- Your goal: Which lines in the items below contain the word "Find"? Report each of those lines in full, and treat uppercase and lowercase letters as different.

- Data:
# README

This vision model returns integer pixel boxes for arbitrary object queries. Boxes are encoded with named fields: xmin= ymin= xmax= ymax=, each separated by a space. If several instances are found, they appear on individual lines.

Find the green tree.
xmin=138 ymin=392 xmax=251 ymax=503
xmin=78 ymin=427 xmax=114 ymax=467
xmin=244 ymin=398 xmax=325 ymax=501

--

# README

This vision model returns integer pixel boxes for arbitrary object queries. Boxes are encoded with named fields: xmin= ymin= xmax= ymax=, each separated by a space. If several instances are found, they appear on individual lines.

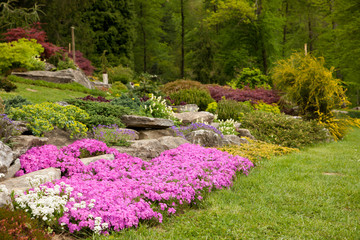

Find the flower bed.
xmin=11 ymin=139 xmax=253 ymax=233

==

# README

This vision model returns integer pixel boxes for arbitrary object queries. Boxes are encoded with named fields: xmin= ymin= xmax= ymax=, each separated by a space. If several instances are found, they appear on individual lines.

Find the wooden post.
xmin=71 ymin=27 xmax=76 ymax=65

- Task solution:
Find the green tree.
Find the flower bed.
Find the wooden post.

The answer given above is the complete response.